● **EXERCISE DESCRIPTION**
Retype all of the data. Every line must match exactly.

THE DATA below:

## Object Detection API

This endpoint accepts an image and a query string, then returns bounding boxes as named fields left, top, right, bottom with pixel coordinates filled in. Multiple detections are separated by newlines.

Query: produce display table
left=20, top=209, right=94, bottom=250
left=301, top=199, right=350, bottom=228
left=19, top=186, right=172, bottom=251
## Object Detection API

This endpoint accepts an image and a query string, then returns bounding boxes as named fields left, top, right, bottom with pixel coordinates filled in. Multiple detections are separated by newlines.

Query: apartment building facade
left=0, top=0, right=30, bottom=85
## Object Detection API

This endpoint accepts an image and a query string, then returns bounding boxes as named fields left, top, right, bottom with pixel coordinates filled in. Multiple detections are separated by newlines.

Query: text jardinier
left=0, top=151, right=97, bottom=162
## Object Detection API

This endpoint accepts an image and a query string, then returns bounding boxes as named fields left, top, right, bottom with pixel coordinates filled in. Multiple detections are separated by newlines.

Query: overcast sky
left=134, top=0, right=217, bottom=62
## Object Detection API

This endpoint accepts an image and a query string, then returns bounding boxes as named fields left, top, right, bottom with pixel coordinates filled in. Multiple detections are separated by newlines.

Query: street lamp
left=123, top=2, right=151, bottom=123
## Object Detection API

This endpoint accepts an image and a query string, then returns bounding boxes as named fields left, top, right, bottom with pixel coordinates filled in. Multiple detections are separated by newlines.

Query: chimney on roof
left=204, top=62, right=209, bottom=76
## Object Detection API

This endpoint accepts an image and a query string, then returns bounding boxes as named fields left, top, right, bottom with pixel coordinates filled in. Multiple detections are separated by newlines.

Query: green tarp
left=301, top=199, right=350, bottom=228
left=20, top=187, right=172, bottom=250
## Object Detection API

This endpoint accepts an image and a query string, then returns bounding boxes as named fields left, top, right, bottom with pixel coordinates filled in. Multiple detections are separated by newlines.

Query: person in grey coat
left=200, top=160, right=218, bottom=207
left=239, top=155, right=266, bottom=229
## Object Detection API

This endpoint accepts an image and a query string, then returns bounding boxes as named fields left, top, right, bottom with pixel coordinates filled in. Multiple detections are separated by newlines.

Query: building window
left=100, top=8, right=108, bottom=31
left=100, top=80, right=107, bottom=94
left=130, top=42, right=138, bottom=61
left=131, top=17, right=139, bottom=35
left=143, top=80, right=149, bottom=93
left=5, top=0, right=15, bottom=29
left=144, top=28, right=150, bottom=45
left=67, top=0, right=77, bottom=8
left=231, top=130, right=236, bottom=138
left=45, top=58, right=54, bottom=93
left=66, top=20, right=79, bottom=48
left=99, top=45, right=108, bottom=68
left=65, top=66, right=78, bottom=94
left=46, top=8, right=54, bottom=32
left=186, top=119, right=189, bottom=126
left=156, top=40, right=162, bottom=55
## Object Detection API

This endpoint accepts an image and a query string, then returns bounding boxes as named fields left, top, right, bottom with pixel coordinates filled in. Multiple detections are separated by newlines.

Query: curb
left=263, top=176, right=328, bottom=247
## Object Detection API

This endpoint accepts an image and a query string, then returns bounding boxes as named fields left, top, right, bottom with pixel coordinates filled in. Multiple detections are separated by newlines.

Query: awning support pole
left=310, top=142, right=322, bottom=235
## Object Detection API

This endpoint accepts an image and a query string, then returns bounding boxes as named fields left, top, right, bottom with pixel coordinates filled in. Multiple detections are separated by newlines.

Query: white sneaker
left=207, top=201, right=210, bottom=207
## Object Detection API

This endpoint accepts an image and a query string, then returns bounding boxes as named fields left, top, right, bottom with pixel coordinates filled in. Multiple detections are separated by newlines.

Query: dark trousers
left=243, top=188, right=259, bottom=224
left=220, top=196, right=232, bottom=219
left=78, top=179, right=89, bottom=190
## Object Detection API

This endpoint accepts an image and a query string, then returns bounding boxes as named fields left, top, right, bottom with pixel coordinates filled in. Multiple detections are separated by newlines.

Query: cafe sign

End of THE DATA.

● **WRITTEN RESPONSE**
## Object Detection API

This endpoint accepts an image and a query string, then returns bounding boxes as named fields left, top, right, bottom with pixel coordinates filled in. Multiple detections are separated by newlines.

Query: produce display table
left=20, top=209, right=94, bottom=250
left=301, top=199, right=350, bottom=228
left=19, top=186, right=172, bottom=251
## Object Detection API

This endpoint accepts an image and a query string, then returns bounding boxes as named fields left, top, right, bottom with pixel coordinates filled in. Multiple detections are separated by newlines.

Query: apartment building facade
left=0, top=0, right=30, bottom=85
## Object Detection API

This endpoint accepts an image and a query string, then returns bounding boxes as named fields left, top, right, bottom with pixel coordinates filled in. Multiple detections are separated by newlines.

Query: text jardinier
left=0, top=151, right=97, bottom=162
## Object Detection API

This endpoint accepts an image and a query string, then returns bounding boxes as named fields left, top, right, bottom with pixel coordinates filled in. Multiple detections are separated by newlines.

Query: overcast sky
left=134, top=0, right=217, bottom=62
## Object Detection API

This endpoint accepts an image and a query string, then returns bounding boxes as named fields left, top, right, bottom with pixel coordinates filled in. Multiple detections are separated by newlines.

Query: street lamp
left=123, top=2, right=151, bottom=123
## Object Detection API

This endpoint accepts an image and a query string, then returns bounding boxes as named fields left, top, right, bottom with pixel coordinates filled in. Multiple detections are separated by newlines.

Query: chimney on roof
left=204, top=62, right=209, bottom=76
## Object Detection API

This endpoint accepts an image and a query string, then returns bounding boxes as named fields left, top, right, bottom with pixel coordinates filled in. Multiple detections are separated by newlines.

Query: green tarp
left=301, top=199, right=350, bottom=228
left=20, top=187, right=172, bottom=250
## Object Detection API

This endpoint accepts an image and a query string, then returns bounding boxes as named fields left, top, right, bottom with pixel coordinates filled in. Multiple detections are separated by newlines.

Query: person in grey coat
left=200, top=160, right=218, bottom=207
left=239, top=155, right=266, bottom=229
## Object Detection API

This endpoint accepts an image and a query string, then returns bounding boxes as named fields left, top, right, bottom with pixel coordinates filled in. Multiple detections are separated by newlines.

Query: building window
left=100, top=8, right=108, bottom=31
left=100, top=80, right=107, bottom=94
left=130, top=42, right=138, bottom=61
left=131, top=17, right=139, bottom=35
left=143, top=80, right=149, bottom=93
left=5, top=0, right=15, bottom=29
left=144, top=28, right=150, bottom=45
left=67, top=0, right=77, bottom=8
left=231, top=130, right=236, bottom=138
left=45, top=58, right=54, bottom=93
left=66, top=20, right=79, bottom=48
left=99, top=45, right=108, bottom=68
left=65, top=66, right=78, bottom=94
left=46, top=8, right=54, bottom=32
left=186, top=119, right=189, bottom=126
left=156, top=40, right=162, bottom=55
## Object Detection API

This endpoint accepts an image and a query string, then returns bounding boxes as named fields left, top, right, bottom with pixel coordinates filled in. Multiple detections are separated by newlines.

Query: curb
left=263, top=176, right=328, bottom=247
## Object Detection API

This endpoint accepts an image and a query string, then returns bounding boxes as named fields left, top, right, bottom with pixel coordinates filled in. Multiple detections are separated by newlines.

Query: awning support pole
left=310, top=142, right=322, bottom=235
## Object Detection API

This endpoint accepts an image and a query string, then returns bounding boxes as named fields left, top, right, bottom with pixel coordinates filled in. Multiple detections are separated by newlines.

Query: white sneaker
left=207, top=201, right=210, bottom=207
## Object Detection API

This endpoint accepts an image and a query string, then returns bounding boxes as named fields left, top, right, bottom with pixel coordinates filled in. Multiple detections are separated by newlines.

Query: dark trousers
left=243, top=188, right=259, bottom=224
left=220, top=196, right=232, bottom=219
left=78, top=179, right=89, bottom=190
## Object Detection API

This endpoint accepts an image and a query string, then returns bounding boxes as named fields left, top, right, bottom with pixel coordinates filled in. Multiple detections are separated by newlines.

Query: cafe sign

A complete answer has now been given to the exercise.